- REQUIRED WORK
Output the records below as a two-column CSV with the columns input and output, one row per record, starting with the line containing "shape [[574, 52]]." and going on through the line containing "[[599, 64], [421, 17]]". Place each record's text and its answer in a single quoted field each, with line breaks turned into spaces.

- DATASET ENTRIES
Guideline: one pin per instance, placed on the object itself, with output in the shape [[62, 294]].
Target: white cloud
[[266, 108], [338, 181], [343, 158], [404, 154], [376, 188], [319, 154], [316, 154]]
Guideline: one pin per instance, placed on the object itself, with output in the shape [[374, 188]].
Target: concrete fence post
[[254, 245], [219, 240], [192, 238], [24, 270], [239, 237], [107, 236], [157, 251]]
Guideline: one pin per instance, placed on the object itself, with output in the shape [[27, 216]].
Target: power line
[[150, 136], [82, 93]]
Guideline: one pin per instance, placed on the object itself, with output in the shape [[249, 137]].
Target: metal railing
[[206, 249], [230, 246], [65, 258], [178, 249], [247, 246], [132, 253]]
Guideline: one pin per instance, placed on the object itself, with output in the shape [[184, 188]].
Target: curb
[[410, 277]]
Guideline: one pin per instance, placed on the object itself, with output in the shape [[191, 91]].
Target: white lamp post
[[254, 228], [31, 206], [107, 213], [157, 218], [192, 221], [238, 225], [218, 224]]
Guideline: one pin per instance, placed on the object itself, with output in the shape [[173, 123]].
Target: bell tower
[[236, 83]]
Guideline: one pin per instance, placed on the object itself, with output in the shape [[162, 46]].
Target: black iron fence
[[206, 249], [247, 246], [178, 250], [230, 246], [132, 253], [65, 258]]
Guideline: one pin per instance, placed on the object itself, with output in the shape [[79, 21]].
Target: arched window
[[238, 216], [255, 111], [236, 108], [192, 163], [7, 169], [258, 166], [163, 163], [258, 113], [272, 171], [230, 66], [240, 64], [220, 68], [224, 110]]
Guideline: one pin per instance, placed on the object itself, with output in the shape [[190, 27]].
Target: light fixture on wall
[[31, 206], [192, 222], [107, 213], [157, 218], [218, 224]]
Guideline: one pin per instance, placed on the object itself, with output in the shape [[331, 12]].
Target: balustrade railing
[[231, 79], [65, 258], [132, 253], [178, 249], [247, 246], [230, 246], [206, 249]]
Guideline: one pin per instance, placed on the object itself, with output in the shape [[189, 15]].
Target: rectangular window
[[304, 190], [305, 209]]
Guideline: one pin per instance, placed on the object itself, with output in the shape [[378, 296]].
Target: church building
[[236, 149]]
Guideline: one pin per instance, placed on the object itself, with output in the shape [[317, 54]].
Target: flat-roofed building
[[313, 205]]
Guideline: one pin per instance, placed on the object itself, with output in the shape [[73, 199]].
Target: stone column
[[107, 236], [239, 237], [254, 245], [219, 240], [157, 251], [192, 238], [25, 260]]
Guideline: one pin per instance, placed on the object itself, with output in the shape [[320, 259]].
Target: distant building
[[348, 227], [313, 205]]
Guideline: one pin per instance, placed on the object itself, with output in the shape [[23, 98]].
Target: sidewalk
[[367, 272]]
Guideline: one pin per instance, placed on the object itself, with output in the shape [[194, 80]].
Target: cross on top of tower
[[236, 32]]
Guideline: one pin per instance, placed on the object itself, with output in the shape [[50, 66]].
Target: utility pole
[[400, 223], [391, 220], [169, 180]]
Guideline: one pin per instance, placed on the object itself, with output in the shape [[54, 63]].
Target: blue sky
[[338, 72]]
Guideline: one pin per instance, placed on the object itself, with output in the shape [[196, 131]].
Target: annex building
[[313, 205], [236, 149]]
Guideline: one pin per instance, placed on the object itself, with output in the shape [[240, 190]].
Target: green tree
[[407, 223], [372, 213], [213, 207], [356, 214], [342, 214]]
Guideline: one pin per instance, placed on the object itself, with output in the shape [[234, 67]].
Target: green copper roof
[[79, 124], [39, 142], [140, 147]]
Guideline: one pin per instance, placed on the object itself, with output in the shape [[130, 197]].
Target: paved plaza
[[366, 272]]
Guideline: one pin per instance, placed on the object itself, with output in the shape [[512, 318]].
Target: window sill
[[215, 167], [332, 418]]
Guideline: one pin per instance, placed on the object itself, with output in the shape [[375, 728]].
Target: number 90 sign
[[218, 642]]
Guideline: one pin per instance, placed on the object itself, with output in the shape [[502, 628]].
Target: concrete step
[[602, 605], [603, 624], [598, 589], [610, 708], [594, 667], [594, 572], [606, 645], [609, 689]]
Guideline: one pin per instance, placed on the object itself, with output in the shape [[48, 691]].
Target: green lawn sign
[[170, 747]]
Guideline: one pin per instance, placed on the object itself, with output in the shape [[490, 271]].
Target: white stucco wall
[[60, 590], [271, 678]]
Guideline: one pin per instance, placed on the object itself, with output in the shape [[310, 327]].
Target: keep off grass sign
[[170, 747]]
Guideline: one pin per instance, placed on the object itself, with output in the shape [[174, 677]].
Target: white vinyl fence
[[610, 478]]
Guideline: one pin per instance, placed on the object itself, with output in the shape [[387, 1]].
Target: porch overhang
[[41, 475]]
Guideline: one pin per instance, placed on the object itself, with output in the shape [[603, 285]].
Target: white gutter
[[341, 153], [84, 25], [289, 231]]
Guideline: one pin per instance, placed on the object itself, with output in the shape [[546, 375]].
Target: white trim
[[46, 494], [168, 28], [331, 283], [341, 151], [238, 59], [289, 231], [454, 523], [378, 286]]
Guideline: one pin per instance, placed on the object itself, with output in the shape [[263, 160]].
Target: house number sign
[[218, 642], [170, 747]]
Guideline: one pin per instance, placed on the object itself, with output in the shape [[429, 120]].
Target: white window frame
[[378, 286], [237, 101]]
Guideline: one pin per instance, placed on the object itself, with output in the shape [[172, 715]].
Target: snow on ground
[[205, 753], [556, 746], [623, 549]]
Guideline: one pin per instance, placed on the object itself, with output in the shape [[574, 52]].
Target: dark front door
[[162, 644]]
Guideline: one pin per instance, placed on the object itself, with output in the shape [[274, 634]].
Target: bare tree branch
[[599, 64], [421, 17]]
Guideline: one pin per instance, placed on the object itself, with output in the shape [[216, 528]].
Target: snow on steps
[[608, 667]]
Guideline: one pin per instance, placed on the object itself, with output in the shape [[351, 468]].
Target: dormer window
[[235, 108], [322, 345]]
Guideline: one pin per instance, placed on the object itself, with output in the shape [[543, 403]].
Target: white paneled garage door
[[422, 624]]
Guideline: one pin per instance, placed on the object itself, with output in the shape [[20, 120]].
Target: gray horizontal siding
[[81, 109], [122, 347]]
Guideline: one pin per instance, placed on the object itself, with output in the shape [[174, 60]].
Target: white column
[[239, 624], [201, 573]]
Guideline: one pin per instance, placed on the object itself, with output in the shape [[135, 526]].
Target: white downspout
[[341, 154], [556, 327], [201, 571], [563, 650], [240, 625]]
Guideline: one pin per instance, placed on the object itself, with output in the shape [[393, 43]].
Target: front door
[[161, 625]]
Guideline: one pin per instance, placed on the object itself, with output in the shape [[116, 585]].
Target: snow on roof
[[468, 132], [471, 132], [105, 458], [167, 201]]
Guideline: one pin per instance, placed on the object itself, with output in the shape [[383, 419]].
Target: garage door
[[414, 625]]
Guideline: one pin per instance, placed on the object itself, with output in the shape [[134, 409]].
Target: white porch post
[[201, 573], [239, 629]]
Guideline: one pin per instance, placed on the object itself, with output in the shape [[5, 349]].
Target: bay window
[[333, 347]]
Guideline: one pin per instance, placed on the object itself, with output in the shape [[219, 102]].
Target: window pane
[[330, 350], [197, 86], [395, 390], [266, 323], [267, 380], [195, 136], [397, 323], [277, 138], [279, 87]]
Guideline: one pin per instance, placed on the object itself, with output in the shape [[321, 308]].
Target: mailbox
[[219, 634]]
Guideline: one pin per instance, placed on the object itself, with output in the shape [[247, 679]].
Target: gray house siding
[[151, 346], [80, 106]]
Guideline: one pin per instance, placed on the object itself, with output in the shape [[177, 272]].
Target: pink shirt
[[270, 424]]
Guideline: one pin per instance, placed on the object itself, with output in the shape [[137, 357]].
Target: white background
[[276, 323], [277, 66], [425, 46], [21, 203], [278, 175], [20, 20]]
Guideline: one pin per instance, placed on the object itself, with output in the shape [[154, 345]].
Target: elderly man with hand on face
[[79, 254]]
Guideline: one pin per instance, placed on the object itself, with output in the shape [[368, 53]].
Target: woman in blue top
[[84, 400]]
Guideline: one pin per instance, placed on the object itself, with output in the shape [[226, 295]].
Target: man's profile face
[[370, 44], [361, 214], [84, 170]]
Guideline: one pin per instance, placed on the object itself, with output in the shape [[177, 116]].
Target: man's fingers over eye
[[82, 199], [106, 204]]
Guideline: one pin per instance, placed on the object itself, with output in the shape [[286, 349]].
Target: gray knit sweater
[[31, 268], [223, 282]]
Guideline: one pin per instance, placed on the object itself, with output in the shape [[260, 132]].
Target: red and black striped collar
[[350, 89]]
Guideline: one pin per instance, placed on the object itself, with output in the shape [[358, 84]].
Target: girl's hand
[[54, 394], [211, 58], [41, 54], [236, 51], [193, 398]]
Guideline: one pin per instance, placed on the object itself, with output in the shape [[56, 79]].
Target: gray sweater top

- RESPONSE TO THE EXERCISE
input,output
"Guideline: one pin per instance, placed on the object itself, with output in the shape [[574, 52]]. Target: dark front door","[[162, 644]]"
"Guideline: one pin per instance, placed on the object itself, with output in the shape [[274, 634]]. Target: bare tree branch","[[599, 64], [421, 17]]"